* **Data to process**

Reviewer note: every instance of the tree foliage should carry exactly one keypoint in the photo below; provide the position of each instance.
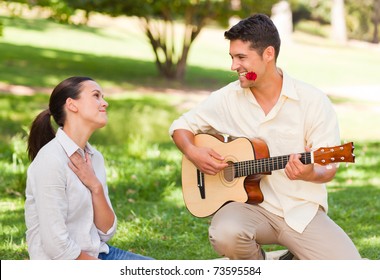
(171, 26)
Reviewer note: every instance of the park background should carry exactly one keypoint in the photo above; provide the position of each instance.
(40, 46)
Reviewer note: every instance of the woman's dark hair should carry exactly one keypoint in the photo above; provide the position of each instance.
(42, 131)
(259, 30)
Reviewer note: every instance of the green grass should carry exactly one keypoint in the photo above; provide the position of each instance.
(143, 165)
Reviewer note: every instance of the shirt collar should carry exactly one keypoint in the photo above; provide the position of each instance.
(288, 90)
(70, 146)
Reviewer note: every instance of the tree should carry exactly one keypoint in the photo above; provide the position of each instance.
(338, 22)
(171, 42)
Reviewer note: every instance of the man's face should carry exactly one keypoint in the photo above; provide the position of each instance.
(244, 60)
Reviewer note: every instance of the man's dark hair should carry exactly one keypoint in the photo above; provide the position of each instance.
(259, 30)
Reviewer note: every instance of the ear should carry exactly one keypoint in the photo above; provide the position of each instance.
(70, 105)
(269, 54)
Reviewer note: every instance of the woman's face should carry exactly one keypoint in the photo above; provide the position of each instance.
(91, 106)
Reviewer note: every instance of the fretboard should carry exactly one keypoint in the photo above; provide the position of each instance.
(265, 165)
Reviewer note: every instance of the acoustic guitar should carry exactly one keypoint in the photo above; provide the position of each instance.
(247, 162)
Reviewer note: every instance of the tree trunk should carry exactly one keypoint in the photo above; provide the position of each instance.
(338, 22)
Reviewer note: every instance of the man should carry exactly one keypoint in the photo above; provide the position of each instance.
(290, 116)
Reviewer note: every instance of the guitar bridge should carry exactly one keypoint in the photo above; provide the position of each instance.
(201, 184)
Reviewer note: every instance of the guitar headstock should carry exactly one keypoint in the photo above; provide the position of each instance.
(328, 155)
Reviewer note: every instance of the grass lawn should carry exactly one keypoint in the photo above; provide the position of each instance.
(143, 165)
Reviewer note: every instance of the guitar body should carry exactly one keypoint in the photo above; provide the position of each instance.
(247, 163)
(221, 186)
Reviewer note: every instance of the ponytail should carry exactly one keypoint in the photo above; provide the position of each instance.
(42, 130)
(40, 134)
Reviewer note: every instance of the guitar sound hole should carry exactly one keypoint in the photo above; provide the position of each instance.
(228, 172)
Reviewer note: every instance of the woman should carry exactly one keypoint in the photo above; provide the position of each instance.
(68, 212)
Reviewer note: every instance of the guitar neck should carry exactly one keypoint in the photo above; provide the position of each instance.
(266, 165)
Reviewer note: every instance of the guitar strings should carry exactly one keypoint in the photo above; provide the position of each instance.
(263, 165)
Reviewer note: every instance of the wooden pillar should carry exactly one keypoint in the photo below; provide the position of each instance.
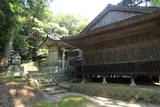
(132, 81)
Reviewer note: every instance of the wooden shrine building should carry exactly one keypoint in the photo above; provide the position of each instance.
(121, 40)
(59, 56)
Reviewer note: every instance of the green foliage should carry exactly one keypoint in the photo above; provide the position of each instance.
(73, 23)
(29, 21)
(21, 45)
(156, 3)
(12, 79)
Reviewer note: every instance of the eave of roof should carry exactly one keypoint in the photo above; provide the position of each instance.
(142, 10)
(115, 25)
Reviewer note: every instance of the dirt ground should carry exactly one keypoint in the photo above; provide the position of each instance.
(21, 94)
(18, 94)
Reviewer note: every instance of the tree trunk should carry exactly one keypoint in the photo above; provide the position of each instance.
(6, 51)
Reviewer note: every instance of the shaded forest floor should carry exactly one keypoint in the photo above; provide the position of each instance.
(18, 94)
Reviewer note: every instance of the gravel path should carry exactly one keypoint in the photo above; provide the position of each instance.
(21, 95)
(97, 101)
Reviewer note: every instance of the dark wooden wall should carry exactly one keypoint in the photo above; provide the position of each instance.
(129, 51)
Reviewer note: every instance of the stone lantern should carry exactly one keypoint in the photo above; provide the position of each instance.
(15, 59)
(14, 68)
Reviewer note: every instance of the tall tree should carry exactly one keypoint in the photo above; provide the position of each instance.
(156, 3)
(20, 18)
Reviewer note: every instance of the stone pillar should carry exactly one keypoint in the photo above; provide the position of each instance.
(132, 81)
(84, 79)
(63, 58)
(104, 80)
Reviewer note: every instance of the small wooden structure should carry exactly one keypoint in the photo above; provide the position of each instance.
(59, 55)
(120, 41)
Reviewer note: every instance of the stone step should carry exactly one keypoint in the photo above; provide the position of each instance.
(47, 85)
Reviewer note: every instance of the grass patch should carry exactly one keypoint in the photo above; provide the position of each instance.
(141, 94)
(12, 79)
(44, 104)
(74, 101)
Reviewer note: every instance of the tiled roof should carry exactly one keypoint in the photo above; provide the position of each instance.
(113, 14)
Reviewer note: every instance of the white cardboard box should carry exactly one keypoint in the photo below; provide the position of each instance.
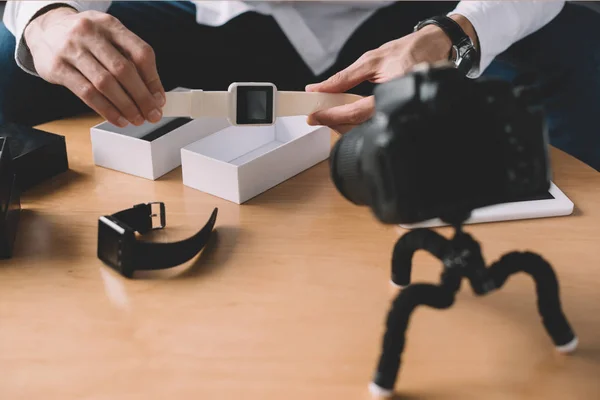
(126, 150)
(239, 163)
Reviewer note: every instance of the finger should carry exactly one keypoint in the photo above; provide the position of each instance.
(144, 59)
(349, 114)
(106, 84)
(127, 75)
(73, 80)
(361, 70)
(342, 129)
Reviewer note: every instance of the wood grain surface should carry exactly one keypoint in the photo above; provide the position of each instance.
(287, 302)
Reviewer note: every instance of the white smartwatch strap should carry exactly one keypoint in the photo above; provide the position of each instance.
(305, 103)
(196, 104)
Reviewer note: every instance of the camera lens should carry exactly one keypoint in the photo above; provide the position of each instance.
(346, 172)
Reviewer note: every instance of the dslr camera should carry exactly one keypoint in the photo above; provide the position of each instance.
(441, 145)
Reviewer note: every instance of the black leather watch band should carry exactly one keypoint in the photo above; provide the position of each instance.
(466, 56)
(119, 248)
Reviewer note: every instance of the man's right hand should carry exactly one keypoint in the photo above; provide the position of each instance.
(102, 62)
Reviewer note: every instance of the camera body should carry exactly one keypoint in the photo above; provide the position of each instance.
(441, 145)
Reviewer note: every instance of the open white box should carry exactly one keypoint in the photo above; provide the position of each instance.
(128, 149)
(238, 163)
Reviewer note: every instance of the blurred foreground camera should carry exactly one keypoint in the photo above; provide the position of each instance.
(441, 145)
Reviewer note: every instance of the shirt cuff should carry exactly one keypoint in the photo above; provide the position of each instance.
(500, 24)
(27, 10)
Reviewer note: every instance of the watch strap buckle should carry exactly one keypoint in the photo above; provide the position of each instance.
(159, 215)
(156, 217)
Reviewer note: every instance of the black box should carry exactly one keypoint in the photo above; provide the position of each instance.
(37, 155)
(10, 201)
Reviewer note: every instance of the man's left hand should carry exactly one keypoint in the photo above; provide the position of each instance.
(392, 60)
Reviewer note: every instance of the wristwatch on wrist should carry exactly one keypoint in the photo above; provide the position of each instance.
(119, 248)
(464, 55)
(250, 103)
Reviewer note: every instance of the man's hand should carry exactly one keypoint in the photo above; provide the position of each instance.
(107, 66)
(393, 59)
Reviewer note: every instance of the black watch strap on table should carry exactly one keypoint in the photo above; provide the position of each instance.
(134, 254)
(153, 255)
(466, 56)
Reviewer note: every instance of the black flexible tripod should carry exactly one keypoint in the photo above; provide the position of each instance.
(462, 258)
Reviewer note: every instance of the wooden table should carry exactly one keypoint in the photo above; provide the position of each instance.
(287, 302)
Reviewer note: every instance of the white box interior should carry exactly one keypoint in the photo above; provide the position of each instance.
(238, 145)
(126, 150)
(238, 163)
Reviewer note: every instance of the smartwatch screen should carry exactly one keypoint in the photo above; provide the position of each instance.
(254, 105)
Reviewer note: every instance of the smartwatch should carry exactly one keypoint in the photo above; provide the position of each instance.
(251, 103)
(119, 248)
(464, 55)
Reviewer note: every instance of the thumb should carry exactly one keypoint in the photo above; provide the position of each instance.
(361, 70)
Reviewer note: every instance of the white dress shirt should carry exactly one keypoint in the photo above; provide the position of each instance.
(318, 30)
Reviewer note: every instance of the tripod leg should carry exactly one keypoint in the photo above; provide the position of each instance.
(398, 317)
(547, 289)
(406, 247)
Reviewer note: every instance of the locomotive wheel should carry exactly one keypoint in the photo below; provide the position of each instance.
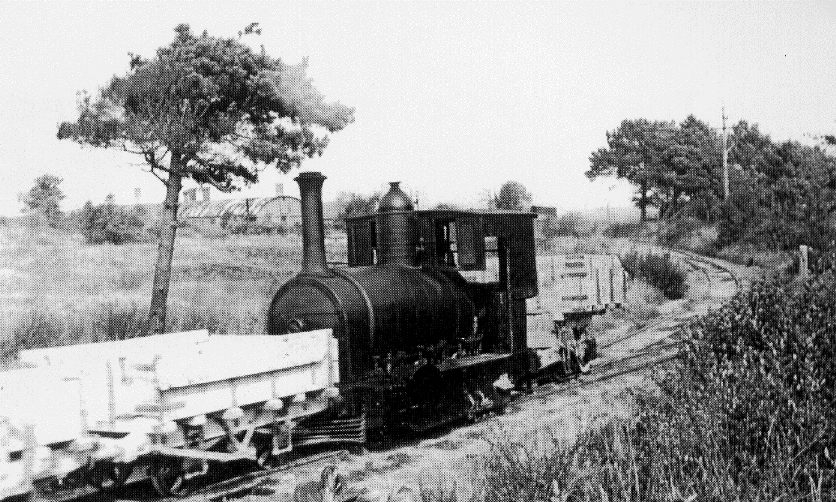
(109, 475)
(265, 458)
(168, 476)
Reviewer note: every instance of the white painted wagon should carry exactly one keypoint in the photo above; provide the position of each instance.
(179, 401)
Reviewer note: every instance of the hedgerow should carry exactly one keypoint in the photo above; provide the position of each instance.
(659, 271)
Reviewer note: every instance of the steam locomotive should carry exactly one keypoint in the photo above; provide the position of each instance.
(419, 343)
(427, 324)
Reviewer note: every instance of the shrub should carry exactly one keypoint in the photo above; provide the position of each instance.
(568, 225)
(109, 223)
(750, 412)
(673, 231)
(659, 271)
(622, 229)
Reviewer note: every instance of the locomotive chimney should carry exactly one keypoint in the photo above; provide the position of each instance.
(313, 226)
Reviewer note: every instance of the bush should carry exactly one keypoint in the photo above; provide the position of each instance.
(674, 231)
(568, 225)
(659, 271)
(42, 326)
(750, 412)
(622, 229)
(109, 223)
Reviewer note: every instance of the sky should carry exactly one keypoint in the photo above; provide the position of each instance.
(451, 98)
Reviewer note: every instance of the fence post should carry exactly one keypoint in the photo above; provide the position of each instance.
(803, 261)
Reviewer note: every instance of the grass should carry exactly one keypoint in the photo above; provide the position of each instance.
(57, 289)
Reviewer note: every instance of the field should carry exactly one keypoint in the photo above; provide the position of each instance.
(56, 289)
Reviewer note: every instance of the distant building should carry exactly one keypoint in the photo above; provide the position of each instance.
(544, 210)
(215, 215)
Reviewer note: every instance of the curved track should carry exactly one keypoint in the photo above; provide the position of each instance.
(632, 352)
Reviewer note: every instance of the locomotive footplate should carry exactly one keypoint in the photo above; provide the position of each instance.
(432, 395)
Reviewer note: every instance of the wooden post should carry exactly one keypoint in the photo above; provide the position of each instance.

* **Required work**
Transcribe exactly, and only, the lines from the one holding "Reviewer note: every instance of the bush" through the final line of the listing.

* **The answer**
Reviewer note: every instance of the bush should carry exactly one keypoint in the photo above; provide the position of each instance.
(674, 231)
(568, 225)
(659, 271)
(42, 326)
(750, 412)
(622, 229)
(109, 223)
Reviewer note: every instance of the sky should carry exactly one keypoint in the photo above; provide the position of each instance.
(451, 98)
Reviewer note: every instance of the fence post should carry exactly one keypoint in the photo above; provide the position of each instance.
(803, 261)
Reviewer note: every instance of the grass should carry exactly one keypoint in the photo above; provide the position of each instance.
(57, 289)
Reviewer note: every instance of the field should carry exactly one keypoint in the photo above; provide the position of each instance.
(56, 289)
Reviewer note: every instance of the distant building should carry exactly one keypoint in the photo above; provide the position of each instance.
(544, 210)
(215, 215)
Reviewer note: every instance of the curved track should carry exactly one keypoint in the photo above; provide the position of each instance.
(632, 352)
Reviewer note: every instance of the locomotive footplate should carry exactly one keypoint in the photo above; provide the position of each instance.
(432, 395)
Reviewer note: every instance of the wooden post should carry exactly one keypoint in the photo above; provide the position of each instance.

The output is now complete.